ЗАДАНИЕ –
Замените в записях ниже «mountain ridge» на «mountain range» и перепишите эти строки полностью, ничего больше не меняя.
*** ПРЕДОСТАВЛЕННЫЕ ЗАПИСИ ***
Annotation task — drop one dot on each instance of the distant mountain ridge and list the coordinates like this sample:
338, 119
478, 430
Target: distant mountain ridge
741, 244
***
ОЖИДАЕМЫЙ ОТВЕТ –
Annotation task — drop one dot on each instance of the distant mountain range and list the coordinates like this sample:
338, 119
478, 430
Target: distant mountain range
741, 244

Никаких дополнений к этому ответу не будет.